_PAGE EXCERPT_
+===+

You are viewing a plain text version of this content. The canonical link for it is here.
Posted to issues@flink.apache.org by "ASF GitHub Bot (JIRA)" <ji...@apache.org> on 2018/06/11 12:13:00 UTC

[jira] [Commented] (FLINK-9280) Extend JobSubmitHandler to accept jar files

    [ https://issues.apache.org/jira/browse/FLINK-9280?page=com.atlassian.jira.plugin.system.issuetabpanels:comment-tabpanel&focusedCommentId=16507950#comment-16507950 ] 

ASF GitHub Bot commented on FLINK-9280:
---------------------------------------

GitHub user zentol opened a pull request:

    https://github.com/apache/flink/pull/6147

    [FLINK-9280][rest] Rework JobSubmitHandler to accept jar/artifact files

    ## What is the purpose of the change
    
    This PR reworks the `JobSubmitHandler` to also accept jar/artifact files. Previously these files had to be uploaded preemptively to the blob-service by the client. With this change the entire job submission goes through REST.
    
    This PR addresses 3 JIRAs in total:
    
    **FLINK-9382**
    Directories given to the blob-service (primarily a use-case for the distributed cache) are currently silently zipped, and later unzipped by the `FileCache`. This tightly coupled the zipping logic in the blob-service to the unzipping logic of the `FileCache`. The blob-service neither unzipped the directory if the blob was requested, nor did it provide any means of doing so manually, nor did it inform the user as to whether the requested blob is a zip or not.
    
    My conclusion in `FLINK-9382` is that the blob-service should not support directories _for now_, and that instead directories for the `distributed cache` should be explicitly zipped beforehand, given that this is the only use-case we have at the moment.
    
    This JIRA is related to FLINK-9280 as the zipping logic was necessary for the upload of directories from the client via REST. Since the server thus receives all artifacts already in zipped form we can them in zipped form to the blob-service , making the blob-service support for directories obsolete.
    
    The zipping is now done in `JobGraph#uploadUserArtifacts` with utilities provided by the `FileCache` class. 
    The unzipping is still done by the `FileCache`. Furthermore, we now no longer delete the zip after processing, as this file is managed by the blob-service.
    
    **FLINK-9500**
    In some cases (I don't know exactly when) it can happen that en empty `LastHttpContent` is sent at the end of a FileUpload. This currently leads to an exception in the `FileUploadHandler` when calling `currentHttpPostRequestDecoder.hasNext()`.

+===+

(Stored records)

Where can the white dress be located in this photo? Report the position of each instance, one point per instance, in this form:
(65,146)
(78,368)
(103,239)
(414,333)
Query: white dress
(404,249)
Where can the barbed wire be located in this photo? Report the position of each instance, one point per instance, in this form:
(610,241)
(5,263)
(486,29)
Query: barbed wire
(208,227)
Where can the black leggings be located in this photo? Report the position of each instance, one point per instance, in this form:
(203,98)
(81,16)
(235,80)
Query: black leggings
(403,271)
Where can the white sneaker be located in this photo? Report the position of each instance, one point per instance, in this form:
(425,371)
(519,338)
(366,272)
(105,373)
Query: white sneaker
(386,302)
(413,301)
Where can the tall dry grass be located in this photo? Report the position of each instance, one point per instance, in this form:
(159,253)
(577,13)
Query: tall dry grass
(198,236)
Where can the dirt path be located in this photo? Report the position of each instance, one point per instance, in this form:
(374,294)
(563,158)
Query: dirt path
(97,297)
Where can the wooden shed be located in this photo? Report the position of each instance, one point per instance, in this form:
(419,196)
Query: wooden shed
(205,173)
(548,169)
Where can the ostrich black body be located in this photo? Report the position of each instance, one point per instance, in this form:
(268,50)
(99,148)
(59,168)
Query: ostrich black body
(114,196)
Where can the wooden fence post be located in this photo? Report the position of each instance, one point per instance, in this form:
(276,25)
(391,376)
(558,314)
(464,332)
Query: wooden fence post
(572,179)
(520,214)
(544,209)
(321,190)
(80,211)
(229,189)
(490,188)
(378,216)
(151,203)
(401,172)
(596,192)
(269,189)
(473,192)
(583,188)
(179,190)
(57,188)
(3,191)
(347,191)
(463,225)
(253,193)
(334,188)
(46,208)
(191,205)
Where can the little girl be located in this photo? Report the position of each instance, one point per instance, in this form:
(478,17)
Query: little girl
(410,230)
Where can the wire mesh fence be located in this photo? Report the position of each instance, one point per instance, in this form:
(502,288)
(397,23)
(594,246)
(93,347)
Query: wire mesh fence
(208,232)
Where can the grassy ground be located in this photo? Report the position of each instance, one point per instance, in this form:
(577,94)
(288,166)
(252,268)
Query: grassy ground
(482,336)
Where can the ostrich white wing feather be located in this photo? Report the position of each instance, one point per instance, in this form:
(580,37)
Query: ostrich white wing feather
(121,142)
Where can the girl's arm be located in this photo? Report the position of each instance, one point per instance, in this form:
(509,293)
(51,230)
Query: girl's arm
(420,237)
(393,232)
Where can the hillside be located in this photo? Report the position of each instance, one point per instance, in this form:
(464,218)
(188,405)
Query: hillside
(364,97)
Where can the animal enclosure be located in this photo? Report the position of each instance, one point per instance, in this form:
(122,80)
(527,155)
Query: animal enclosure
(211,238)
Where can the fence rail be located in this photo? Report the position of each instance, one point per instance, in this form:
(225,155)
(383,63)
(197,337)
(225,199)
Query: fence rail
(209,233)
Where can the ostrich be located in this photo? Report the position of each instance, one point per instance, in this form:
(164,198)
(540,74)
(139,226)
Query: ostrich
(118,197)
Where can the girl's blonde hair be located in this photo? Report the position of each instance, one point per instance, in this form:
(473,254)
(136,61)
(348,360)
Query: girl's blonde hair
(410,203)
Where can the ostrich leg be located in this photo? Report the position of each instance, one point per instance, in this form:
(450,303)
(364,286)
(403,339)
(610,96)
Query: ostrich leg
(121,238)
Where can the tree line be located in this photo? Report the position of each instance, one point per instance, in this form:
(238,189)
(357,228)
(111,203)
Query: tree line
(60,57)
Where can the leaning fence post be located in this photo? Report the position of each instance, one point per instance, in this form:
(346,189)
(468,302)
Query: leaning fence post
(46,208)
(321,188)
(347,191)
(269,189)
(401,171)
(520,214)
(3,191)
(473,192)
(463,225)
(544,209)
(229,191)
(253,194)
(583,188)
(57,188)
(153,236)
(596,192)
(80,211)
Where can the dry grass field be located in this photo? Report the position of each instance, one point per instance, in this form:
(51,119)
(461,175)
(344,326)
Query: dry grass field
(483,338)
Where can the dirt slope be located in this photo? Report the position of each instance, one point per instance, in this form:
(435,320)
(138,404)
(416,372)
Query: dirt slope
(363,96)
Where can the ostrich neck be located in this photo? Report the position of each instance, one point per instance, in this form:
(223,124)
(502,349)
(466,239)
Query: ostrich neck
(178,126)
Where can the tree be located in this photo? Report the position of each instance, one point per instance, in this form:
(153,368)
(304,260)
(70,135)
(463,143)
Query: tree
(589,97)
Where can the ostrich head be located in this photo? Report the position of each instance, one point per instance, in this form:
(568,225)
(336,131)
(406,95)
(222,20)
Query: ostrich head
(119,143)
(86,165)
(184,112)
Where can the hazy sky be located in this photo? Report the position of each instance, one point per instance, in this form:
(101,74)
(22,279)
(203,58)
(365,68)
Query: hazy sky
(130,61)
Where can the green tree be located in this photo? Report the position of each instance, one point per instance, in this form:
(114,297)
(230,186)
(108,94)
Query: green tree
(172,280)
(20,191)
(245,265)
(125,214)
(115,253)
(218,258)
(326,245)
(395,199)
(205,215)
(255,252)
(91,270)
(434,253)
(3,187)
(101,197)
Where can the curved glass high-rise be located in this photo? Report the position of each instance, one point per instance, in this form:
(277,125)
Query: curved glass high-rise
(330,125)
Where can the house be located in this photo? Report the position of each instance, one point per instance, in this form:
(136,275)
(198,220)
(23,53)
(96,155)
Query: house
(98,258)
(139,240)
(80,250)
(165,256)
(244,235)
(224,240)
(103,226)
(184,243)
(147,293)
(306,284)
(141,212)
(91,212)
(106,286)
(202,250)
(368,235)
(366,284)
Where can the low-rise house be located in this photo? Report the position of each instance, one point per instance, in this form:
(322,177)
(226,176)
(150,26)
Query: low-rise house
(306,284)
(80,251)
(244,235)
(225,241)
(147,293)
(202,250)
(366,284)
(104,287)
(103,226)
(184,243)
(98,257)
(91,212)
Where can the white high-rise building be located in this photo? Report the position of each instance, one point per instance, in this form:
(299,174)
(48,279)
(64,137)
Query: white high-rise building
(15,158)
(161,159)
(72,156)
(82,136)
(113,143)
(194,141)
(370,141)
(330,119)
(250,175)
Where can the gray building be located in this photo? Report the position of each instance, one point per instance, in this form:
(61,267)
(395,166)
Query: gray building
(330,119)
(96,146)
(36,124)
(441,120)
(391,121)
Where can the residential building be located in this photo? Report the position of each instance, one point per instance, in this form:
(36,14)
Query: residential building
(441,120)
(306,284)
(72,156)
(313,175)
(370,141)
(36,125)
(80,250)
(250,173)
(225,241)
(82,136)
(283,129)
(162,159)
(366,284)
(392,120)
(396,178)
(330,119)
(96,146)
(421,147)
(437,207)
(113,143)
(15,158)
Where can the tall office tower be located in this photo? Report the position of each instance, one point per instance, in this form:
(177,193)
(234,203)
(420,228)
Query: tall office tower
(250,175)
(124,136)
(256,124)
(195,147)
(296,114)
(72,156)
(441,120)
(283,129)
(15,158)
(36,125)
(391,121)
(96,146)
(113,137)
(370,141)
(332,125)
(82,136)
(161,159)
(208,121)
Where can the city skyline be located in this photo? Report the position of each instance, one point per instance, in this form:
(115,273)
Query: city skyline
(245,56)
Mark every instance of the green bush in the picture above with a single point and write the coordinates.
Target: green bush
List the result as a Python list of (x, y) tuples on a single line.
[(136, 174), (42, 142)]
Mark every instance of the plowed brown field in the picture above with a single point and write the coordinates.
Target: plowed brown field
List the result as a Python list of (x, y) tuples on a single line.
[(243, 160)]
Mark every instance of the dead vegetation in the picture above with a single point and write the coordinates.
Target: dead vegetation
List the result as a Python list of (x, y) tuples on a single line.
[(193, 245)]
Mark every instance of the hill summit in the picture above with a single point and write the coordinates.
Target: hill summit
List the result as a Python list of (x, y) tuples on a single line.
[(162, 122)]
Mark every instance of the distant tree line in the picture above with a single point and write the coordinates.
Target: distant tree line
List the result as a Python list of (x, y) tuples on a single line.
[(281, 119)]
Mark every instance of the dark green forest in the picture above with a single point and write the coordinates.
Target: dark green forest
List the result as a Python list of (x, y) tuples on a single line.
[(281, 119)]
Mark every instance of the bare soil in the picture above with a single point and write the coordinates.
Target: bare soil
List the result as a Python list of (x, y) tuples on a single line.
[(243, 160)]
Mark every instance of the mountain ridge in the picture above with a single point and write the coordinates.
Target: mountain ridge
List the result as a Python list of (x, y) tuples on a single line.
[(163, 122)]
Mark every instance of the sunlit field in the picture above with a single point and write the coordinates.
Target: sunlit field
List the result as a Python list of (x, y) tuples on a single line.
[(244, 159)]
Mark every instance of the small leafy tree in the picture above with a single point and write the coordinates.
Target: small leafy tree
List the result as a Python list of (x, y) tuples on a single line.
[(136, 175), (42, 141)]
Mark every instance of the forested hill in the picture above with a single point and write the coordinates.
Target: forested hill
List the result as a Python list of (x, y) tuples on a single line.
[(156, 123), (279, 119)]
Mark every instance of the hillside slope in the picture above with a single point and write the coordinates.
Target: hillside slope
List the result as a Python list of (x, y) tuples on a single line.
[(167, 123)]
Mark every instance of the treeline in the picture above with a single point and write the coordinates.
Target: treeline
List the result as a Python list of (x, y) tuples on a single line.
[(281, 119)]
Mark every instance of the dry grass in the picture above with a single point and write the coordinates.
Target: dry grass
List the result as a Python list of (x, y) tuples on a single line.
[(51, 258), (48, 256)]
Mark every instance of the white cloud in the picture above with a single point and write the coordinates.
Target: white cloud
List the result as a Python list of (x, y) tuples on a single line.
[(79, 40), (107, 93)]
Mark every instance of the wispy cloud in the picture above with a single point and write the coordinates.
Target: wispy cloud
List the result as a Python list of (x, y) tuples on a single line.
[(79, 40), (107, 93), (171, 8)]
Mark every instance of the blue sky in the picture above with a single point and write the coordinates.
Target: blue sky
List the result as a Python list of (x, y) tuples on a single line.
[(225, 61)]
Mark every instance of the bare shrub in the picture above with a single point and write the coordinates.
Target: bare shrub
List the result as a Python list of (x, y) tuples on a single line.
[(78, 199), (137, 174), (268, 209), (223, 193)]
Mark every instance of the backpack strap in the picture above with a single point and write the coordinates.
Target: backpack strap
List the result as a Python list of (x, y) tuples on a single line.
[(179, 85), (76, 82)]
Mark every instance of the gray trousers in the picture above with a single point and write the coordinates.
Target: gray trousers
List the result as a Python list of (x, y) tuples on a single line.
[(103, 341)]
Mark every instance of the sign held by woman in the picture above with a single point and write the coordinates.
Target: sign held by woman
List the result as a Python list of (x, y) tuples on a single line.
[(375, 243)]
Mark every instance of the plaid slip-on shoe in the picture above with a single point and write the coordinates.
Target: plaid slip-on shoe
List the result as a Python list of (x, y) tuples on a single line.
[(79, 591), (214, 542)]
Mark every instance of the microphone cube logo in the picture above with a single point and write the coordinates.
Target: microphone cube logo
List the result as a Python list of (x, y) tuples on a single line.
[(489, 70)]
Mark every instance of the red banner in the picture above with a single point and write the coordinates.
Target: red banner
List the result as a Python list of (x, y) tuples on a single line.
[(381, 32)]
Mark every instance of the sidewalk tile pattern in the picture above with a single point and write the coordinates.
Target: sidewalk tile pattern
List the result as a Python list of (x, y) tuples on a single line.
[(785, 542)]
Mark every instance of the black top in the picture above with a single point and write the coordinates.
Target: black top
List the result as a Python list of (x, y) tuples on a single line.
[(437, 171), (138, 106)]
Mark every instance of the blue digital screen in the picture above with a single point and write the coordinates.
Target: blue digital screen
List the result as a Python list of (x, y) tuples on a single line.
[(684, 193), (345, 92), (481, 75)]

+===+

_GOAL_
Return the passage of the JIRA comment from "This PR reworks" to "goes through REST.", copied word for word.

_EXERCISE RESULT_
This PR reworks the `JobSubmitHandler` to also accept jar/artifact files. Previously these files had to be uploaded preemptively to the blob-service by the client. With this change the entire job submission goes through REST.